- **Prompt**
Can you format the records, beginning at the line that contains "For every instance of the asphalt" and stopping after the line that contains "(1161, 353)", as a Markdown table with the columns Row and Line, one numbered row per line and blank lines left out?

+ + + + + + +

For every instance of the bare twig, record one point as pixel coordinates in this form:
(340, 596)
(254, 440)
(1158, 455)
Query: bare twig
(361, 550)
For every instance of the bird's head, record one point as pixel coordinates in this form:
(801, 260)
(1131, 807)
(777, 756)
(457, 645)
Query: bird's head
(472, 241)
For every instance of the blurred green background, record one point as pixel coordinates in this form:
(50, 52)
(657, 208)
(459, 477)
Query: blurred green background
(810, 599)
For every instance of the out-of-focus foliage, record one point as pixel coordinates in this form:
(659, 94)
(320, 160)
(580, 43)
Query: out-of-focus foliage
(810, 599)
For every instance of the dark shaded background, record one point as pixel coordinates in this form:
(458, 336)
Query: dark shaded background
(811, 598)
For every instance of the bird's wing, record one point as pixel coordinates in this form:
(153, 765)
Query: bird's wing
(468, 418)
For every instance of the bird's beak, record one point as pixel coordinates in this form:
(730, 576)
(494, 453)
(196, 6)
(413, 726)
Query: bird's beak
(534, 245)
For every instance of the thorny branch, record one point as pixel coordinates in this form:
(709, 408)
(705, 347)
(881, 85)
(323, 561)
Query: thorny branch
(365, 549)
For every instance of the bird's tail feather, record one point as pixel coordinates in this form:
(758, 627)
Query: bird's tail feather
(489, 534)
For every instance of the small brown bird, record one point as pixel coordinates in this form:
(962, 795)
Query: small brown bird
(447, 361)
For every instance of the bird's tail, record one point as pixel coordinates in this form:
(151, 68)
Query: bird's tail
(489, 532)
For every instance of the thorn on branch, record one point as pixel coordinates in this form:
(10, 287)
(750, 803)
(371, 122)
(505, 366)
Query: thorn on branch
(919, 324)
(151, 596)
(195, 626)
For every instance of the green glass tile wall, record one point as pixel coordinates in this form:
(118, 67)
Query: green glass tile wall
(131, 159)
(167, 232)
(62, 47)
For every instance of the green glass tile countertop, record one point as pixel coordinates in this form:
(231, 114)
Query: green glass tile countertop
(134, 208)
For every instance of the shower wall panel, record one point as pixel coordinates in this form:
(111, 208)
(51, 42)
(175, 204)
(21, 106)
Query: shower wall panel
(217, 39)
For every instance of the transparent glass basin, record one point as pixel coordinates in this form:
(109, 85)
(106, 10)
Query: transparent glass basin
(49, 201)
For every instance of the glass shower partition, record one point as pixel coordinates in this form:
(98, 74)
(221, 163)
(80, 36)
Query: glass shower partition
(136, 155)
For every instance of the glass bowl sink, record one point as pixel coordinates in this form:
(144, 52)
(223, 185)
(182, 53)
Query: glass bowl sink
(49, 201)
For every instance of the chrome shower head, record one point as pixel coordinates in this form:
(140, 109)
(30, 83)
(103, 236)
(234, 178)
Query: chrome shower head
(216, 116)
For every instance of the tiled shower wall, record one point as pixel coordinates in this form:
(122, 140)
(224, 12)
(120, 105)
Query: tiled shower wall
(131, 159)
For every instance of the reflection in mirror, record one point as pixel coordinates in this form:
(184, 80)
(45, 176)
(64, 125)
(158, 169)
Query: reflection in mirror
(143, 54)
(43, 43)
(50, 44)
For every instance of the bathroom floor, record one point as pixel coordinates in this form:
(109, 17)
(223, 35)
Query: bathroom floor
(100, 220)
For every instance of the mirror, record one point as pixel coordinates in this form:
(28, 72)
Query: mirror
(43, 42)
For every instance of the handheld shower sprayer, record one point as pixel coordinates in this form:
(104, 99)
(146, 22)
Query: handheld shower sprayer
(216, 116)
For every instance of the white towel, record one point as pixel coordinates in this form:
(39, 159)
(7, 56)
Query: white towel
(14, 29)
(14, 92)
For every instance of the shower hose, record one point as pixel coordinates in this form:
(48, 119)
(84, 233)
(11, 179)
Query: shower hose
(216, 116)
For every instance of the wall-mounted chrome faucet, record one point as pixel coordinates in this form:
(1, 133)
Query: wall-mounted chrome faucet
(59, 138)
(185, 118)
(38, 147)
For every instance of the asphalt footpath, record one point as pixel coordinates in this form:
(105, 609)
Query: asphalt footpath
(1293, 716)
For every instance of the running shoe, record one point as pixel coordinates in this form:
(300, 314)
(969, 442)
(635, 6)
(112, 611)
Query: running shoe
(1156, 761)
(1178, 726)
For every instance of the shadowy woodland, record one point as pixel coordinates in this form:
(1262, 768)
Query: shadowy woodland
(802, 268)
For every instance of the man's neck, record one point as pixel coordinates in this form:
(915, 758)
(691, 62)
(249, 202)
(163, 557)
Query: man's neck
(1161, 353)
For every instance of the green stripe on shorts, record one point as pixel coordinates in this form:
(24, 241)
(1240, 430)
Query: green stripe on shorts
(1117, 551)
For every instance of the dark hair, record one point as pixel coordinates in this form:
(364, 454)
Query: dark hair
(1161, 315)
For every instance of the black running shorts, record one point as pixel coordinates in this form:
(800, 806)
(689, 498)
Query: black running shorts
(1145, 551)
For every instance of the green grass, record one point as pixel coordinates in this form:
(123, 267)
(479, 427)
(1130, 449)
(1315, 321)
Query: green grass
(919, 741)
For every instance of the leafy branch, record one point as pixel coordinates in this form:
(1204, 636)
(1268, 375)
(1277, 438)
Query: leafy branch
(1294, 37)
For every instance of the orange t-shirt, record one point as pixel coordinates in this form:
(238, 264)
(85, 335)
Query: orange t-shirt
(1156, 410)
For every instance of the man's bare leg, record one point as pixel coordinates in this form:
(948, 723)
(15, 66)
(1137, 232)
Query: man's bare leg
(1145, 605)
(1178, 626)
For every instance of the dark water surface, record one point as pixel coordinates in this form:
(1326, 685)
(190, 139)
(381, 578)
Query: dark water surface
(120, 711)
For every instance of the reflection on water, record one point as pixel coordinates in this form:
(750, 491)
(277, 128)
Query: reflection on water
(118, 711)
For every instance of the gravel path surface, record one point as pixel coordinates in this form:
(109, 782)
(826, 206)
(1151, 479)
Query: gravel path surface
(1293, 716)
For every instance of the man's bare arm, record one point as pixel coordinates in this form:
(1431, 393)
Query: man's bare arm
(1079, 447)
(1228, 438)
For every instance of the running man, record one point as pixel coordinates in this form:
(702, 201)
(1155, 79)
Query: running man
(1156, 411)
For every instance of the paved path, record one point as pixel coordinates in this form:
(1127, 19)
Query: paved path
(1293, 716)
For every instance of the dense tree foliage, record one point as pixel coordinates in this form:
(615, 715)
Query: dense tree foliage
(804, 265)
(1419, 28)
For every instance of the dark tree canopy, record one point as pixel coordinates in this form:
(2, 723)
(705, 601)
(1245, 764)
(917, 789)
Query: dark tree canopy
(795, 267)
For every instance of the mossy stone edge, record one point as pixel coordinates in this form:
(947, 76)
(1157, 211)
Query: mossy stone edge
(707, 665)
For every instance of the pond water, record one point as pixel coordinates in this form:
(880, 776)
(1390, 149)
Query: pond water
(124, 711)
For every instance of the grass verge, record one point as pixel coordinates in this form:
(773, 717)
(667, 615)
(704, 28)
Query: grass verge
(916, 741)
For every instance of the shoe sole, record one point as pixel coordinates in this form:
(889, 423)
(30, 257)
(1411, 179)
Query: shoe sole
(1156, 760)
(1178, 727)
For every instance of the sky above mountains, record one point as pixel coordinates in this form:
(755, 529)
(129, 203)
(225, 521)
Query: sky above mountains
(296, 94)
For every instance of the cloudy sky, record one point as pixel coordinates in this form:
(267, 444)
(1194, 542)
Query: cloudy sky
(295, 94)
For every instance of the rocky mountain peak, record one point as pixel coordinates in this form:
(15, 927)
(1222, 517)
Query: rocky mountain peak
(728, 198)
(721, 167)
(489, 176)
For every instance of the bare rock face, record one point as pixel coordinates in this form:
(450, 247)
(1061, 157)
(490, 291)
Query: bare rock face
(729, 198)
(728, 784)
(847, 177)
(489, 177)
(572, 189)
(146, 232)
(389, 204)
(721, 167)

+ + + + + + +

- **Full solution**
| Row | Line |
|---|---|
| 1 | For every instance of the asphalt footpath, record one point as pixel coordinates in this form: |
| 2 | (105, 609) |
| 3 | Query: asphalt footpath |
| 4 | (1293, 716) |
| 5 | For every instance of the running shoe, record one point as pixel coordinates in this form: |
| 6 | (300, 314) |
| 7 | (969, 442) |
| 8 | (635, 6) |
| 9 | (112, 611) |
| 10 | Query: running shoe |
| 11 | (1156, 761) |
| 12 | (1178, 726) |
| 13 | For every instance of the shadowy woodland, record one point as pixel coordinates in this form: |
| 14 | (1262, 768) |
| 15 | Query: shadowy woodland |
| 16 | (802, 268) |
| 17 | For every instance of the man's neck, record one point as pixel coordinates in this form: |
| 18 | (915, 758) |
| 19 | (691, 62) |
| 20 | (249, 202) |
| 21 | (163, 557) |
| 22 | Query: man's neck |
| 23 | (1161, 353) |